INSTRUCTIONS FOR THE TASK -
I'd like the entire listing output verbatim, apart from the pictures.
─── EXERCISE MATERIAL
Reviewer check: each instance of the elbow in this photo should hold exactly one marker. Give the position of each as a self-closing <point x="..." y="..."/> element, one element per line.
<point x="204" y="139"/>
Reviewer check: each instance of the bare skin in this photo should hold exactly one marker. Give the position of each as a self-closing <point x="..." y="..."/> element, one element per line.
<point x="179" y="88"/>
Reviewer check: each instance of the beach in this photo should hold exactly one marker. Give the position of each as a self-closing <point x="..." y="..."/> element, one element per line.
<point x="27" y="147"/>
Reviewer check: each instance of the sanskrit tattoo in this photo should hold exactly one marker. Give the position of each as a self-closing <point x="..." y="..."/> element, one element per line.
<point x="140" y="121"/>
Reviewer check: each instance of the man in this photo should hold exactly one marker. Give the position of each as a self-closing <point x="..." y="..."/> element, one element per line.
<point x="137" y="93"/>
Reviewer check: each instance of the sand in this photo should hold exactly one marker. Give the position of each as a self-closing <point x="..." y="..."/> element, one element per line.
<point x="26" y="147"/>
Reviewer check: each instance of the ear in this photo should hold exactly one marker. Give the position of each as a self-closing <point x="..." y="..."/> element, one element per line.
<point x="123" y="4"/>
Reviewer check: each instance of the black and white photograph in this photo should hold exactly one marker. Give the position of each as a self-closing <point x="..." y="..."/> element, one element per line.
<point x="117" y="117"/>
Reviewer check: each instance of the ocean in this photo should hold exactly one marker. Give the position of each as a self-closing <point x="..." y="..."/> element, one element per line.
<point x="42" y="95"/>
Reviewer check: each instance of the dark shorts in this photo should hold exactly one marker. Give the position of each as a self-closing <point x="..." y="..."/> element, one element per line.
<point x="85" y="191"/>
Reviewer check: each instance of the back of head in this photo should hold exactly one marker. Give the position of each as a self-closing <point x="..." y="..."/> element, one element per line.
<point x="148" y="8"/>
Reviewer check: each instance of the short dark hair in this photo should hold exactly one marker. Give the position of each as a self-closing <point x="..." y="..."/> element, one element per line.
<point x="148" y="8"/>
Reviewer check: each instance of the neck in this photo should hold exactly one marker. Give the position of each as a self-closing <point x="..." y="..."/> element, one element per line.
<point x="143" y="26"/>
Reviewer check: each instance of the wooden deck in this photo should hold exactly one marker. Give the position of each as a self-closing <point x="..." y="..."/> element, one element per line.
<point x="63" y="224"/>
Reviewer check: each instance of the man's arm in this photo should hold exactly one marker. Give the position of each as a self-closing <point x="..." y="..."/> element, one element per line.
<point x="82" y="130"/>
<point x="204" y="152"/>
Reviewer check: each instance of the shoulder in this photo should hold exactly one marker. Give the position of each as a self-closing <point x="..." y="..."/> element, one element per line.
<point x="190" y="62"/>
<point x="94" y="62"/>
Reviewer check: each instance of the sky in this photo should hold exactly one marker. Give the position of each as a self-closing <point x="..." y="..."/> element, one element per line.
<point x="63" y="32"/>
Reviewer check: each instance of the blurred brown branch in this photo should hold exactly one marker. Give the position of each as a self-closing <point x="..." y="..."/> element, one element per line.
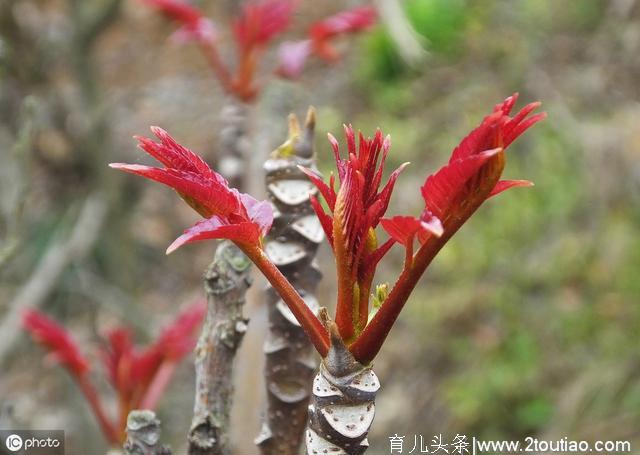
<point x="46" y="274"/>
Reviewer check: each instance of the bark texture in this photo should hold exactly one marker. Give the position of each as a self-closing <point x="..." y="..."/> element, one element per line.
<point x="226" y="282"/>
<point x="343" y="403"/>
<point x="291" y="245"/>
<point x="143" y="434"/>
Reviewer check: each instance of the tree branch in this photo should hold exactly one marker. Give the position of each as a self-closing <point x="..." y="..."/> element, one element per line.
<point x="290" y="359"/>
<point x="226" y="282"/>
<point x="143" y="434"/>
<point x="48" y="271"/>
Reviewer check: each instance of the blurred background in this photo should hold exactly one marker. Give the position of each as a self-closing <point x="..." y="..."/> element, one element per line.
<point x="527" y="323"/>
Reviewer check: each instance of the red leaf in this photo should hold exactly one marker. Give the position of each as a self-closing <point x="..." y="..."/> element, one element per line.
<point x="292" y="56"/>
<point x="348" y="21"/>
<point x="216" y="228"/>
<point x="504" y="185"/>
<point x="57" y="340"/>
<point x="260" y="21"/>
<point x="443" y="187"/>
<point x="177" y="339"/>
<point x="403" y="229"/>
<point x="231" y="215"/>
<point x="194" y="24"/>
──────
TASK RESULT -
Reviewer check: each instance of the elbow in this photo should hold exactly one marker. Give the position of each as a self-closing <point x="..." y="..."/> element, one element per line.
<point x="204" y="139"/>
Reviewer check: each instance of the bare skin in this photo should hold exactly one marker. Give the position of each as a self-closing <point x="..." y="..."/> element, one element per line.
<point x="179" y="88"/>
Reviewer check: each instance of the beach in this photo should hold exactly one marker. Give the position of each as a self-closing <point x="..." y="..."/> element, one element per line.
<point x="27" y="147"/>
Reviewer check: each instance of the sanskrit tattoo in this photo should hold exactly one marker. Give the position of each as a self-closing <point x="..." y="..."/> element, one element per line.
<point x="140" y="121"/>
Reviewer check: each instance of the man in this photo should hold exactly one marker. Give the position of each as a self-closing <point x="..." y="..."/> element, one element per line.
<point x="137" y="93"/>
Reviewer check: each instance of the sand in this photo should hold exactly one marker. Give the position of each as a self-closing <point x="..." y="..."/> element, one element per line.
<point x="26" y="147"/>
Reviewer check: each instance of the ear in this photo should hold exactly one marker. Give the position of each as a self-closing <point x="..." y="..."/> element, one element per line.
<point x="123" y="4"/>
Reviewer check: each instance of the black and white photograph in this photo should hold exactly one marker. Give the position of each as a self-closing <point x="..." y="..."/> element, one element per line.
<point x="117" y="117"/>
Reviewer check: each instance of the ocean in this photo should hold exactly one marker. Give the position of each as a self-closing <point x="..." y="..."/> element, one element per line.
<point x="42" y="95"/>
Reviewer check: each instance of the dark shorts in this photo should hold exactly one marker. Give the position of each as a self-closing <point x="..." y="..."/> element, one element per line.
<point x="85" y="191"/>
Reviewer check: each instance of the back of head in this photo should hold exactly one marker. Give the position of each as a self-closing <point x="..." y="..."/> element, one element per line.
<point x="148" y="8"/>
Reviewer check: each instance of the short dark hair in this photo should hold exactly one marker. Give the position of each as a self-closing <point x="..." y="..."/> element, one element per line.
<point x="148" y="8"/>
Reviewer check: each instance of the neck in this photo should hold exactly one marker. Give the position of each as a self-closing <point x="..." y="..."/> element, one element per line.
<point x="143" y="26"/>
Reviewer check: each instance of the wooden deck in this photo should hold exactly one marker. Give the position of each as a self-closing <point x="..." y="..."/> element, one element per line.
<point x="63" y="224"/>
Reviewer check: each instance of the man's arm in this photo should hold exactly one marker. Give the position of each as a self-closing <point x="..." y="..."/> element, one element per line.
<point x="82" y="130"/>
<point x="204" y="152"/>
Reviewer check: each instance of the shoulder in this photo should hold exactly one marker. Give the position of each as a self-closing <point x="..." y="..."/> element, one element per line.
<point x="190" y="62"/>
<point x="94" y="62"/>
Reviewer check: each instance of the sky in this photo should hold exactly one marker. Give the position of each as a self-closing <point x="..." y="..."/> element, one element per line.
<point x="63" y="32"/>
Reviewer check: each instance of the blurred brown branch in this photo should hold exactly one marker. Give the position of each as a self-closing <point x="..." y="..."/> element, one element per line.
<point x="46" y="274"/>
Reviewer check: each instance of the bark texture in this photo should hold exactly one marker. Give the position of each as a self-closing <point x="..." y="..."/> element, one element per line.
<point x="226" y="282"/>
<point x="343" y="403"/>
<point x="291" y="245"/>
<point x="143" y="434"/>
Reviewer check: each instance of the tree branch in this photo should hold exactly one marker. Give the position of each as a self-closing <point x="..." y="..."/> element, one element per line.
<point x="290" y="359"/>
<point x="226" y="282"/>
<point x="143" y="434"/>
<point x="48" y="271"/>
Reviewer check: each instance of the blurred background in this photo should hold exactly one marker. Give the position of each as a self-closing <point x="..." y="..."/> element, one element per line.
<point x="527" y="323"/>
Reviewer check: each instance of the red leaf in this photo should hold exactly one marker. Give the position of each as a self-closing <point x="..." y="..."/> element, one element per line.
<point x="292" y="56"/>
<point x="348" y="21"/>
<point x="216" y="228"/>
<point x="504" y="185"/>
<point x="57" y="340"/>
<point x="260" y="21"/>
<point x="443" y="187"/>
<point x="177" y="339"/>
<point x="403" y="229"/>
<point x="231" y="215"/>
<point x="194" y="24"/>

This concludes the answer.